##### Фрагмент текста #####
Эссеистика
Шрифт:
Когда молодежь пробивает себе дорогу, чиня несправедливость, — это справедливо. Потому что возраст отступления не за горами. Тогда можно будет оглянуться и насладиться тем, через что когда-то переступал и что топтал на своем пути.
Первый удар колокола, отметивший для меня в 1912 году начало нового периода, который закончится только с моей смертью, прозвучал однажды ночью, на площади Согласия, благодаря Дягилеву. Мы возвращались с ужина после спектакля. Нижинский, по своему обыкновению, насупившись, шел впереди. Дягилев забавлялся моими нелепостями. Я спросил его, почему он так сдержан (я привык, что меня хвалят). Он остановился, поправил монокль и произнес: «Удиви меня». Мысль о чем-то неожиданном, столь восхитительная у Аполлинера,
В 1917-м, на премьере моих «Зазывал», я его наконец удивил.
##### Предоставленный материал #####
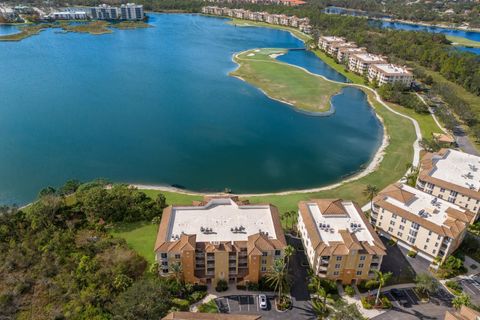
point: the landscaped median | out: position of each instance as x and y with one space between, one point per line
285 82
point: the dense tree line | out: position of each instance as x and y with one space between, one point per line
58 262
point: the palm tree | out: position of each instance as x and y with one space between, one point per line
370 191
288 252
380 279
277 276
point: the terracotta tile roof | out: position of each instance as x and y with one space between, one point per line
209 316
350 241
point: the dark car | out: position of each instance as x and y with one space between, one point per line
400 296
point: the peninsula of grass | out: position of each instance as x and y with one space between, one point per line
247 23
284 82
464 42
25 32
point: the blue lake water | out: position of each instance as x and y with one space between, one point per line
156 106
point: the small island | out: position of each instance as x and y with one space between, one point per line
286 83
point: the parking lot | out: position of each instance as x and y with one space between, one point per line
412 308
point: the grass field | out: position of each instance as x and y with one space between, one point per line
245 23
460 41
284 82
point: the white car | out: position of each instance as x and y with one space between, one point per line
262 301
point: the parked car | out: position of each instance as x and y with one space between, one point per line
262 301
400 296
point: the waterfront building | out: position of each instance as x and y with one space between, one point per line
390 73
465 313
452 175
325 41
131 11
359 62
339 242
333 48
421 222
345 52
220 239
105 12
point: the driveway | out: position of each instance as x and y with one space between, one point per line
414 309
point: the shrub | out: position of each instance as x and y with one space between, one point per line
366 303
222 285
349 291
181 304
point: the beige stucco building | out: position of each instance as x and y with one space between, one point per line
339 242
453 176
220 238
432 227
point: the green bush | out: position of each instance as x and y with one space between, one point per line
181 304
366 303
349 291
412 254
222 285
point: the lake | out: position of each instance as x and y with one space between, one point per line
156 106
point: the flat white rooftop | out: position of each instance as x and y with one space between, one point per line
392 69
221 216
329 225
368 57
425 206
459 168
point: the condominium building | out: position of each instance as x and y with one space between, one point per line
452 175
465 313
105 12
220 239
333 48
344 53
390 73
339 242
325 41
421 222
131 11
359 62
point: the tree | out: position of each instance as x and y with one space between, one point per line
370 191
461 300
277 276
380 280
426 284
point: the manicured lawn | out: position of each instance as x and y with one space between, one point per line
460 41
246 23
285 82
140 236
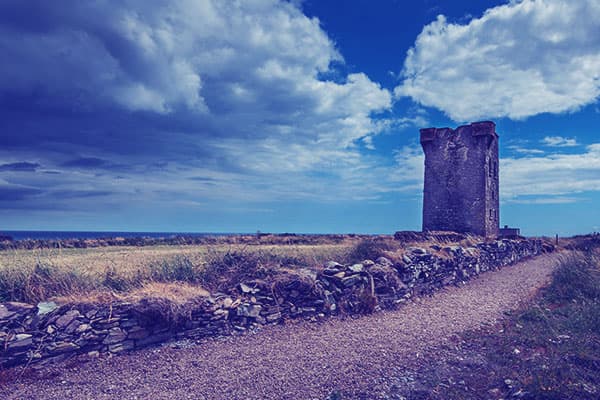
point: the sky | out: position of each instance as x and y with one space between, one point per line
289 116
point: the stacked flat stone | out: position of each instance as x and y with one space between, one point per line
47 332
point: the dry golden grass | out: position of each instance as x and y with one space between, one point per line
37 275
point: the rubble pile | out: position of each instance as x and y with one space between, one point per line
48 332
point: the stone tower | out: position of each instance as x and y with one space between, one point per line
461 179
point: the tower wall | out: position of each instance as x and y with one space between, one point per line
461 179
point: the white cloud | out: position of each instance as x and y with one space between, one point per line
547 200
235 87
559 141
525 150
551 175
517 60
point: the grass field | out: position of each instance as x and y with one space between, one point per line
39 274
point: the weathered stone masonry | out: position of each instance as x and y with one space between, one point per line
461 179
31 334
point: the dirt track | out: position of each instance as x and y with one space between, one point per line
364 358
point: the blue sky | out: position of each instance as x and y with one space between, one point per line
289 116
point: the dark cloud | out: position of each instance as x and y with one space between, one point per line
86 162
71 194
138 97
22 166
17 193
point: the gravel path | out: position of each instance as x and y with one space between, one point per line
361 357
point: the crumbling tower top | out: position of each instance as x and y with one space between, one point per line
461 179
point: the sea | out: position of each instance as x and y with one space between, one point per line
48 235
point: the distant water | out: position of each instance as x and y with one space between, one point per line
46 235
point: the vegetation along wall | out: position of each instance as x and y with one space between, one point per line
30 333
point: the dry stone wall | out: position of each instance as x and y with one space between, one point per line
45 333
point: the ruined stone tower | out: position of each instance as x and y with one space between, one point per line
461 179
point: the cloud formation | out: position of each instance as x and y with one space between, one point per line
520 59
551 175
142 97
559 141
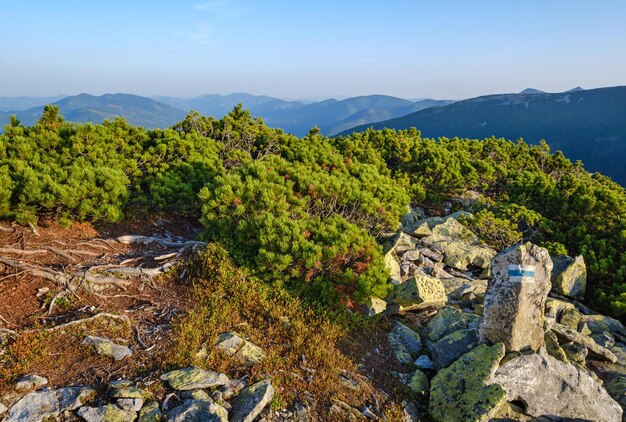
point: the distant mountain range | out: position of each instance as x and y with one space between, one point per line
331 116
587 125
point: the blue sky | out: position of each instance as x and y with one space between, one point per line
310 49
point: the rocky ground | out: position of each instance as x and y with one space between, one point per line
473 334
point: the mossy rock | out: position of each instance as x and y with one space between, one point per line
459 392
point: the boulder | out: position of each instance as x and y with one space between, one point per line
106 347
453 346
418 383
460 393
150 412
405 343
569 276
549 387
569 335
515 298
235 346
448 320
34 407
424 362
374 306
71 398
196 410
192 378
106 413
251 401
30 383
418 292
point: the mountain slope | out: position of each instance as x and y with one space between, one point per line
137 110
587 125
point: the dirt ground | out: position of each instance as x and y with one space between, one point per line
25 299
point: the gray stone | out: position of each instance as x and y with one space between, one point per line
251 401
374 306
448 320
192 378
418 292
569 276
130 405
424 362
460 393
405 343
71 398
106 413
30 383
550 387
34 407
104 346
569 335
150 412
515 299
196 410
453 346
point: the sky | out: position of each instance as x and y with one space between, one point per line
310 49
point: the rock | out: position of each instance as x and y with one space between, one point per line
448 320
234 346
130 393
599 324
554 348
410 413
106 413
569 335
418 292
460 393
515 299
71 398
232 387
130 405
570 318
251 401
34 407
424 362
569 276
418 229
196 395
550 387
453 346
405 343
30 383
374 306
150 412
106 347
575 352
418 383
192 378
195 410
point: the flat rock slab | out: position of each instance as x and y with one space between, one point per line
107 413
106 347
550 387
193 378
515 299
34 407
197 410
453 346
460 391
251 401
405 343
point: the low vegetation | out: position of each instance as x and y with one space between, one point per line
307 213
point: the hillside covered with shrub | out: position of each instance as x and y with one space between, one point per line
310 213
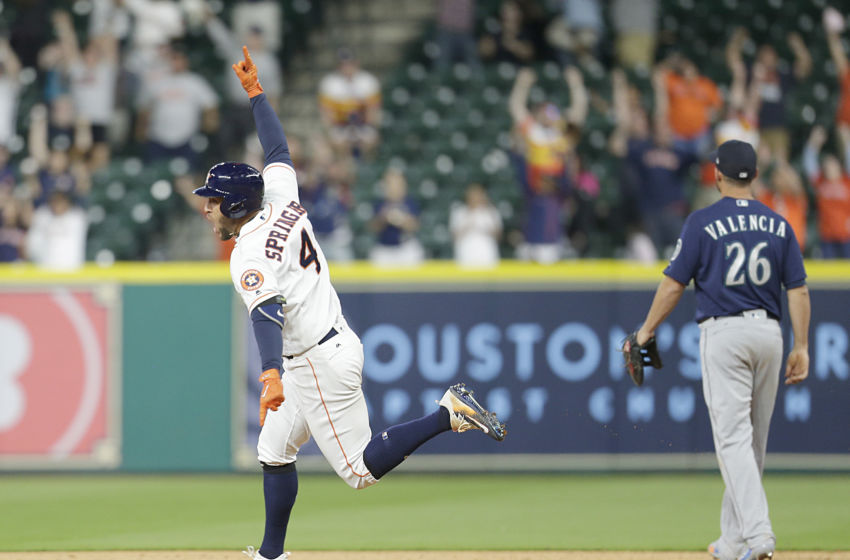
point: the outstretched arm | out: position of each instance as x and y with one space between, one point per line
802 57
799 308
577 111
519 94
836 50
269 129
618 141
811 152
666 297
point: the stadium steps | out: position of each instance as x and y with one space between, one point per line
377 38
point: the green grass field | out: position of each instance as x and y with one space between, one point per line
410 512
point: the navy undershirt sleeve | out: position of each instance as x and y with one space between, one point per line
267 320
270 131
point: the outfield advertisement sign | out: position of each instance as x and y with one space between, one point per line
548 363
58 381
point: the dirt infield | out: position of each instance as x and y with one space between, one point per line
408 555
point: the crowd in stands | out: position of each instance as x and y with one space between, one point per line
116 80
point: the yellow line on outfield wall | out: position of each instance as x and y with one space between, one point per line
434 272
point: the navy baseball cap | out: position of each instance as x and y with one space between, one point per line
736 160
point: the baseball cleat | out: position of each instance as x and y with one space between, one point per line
762 551
254 554
467 414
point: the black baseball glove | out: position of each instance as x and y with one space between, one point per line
638 356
#####
## Задания
1 - Пожалуйста, повторите дословно часть фрагмента от слов «Первый удар колокола, отметивший» до слов «его наконец удивил.» включительно.
2 - Что, согласно фрагменту, произнес Дягилев на площади Согласия, поправив монокль?

## Ответы по заданиям
1 -
Первый удар колокола, отметивший для меня в 1912 году начало нового периода, который закончится только с моей смертью, прозвучал однажды ночью, на площади Согласия, благодаря Дягилеву. Мы возвращались с ужина после спектакля. Нижинский, по своему обыкновению, насупившись, шел впереди. Дягилев забавлялся моими нелепостями. Я спросил его, почему он так сдержан (я привык, что меня хвалят). Он остановился, поправил монокль и произнес: «Удиви меня». Мысль о чем-то неожиданном, столь восхитительная у Аполлинера,
В 1917-м, на премьере моих «Зазывал», я его наконец удивил.

2 - «Удиви меня».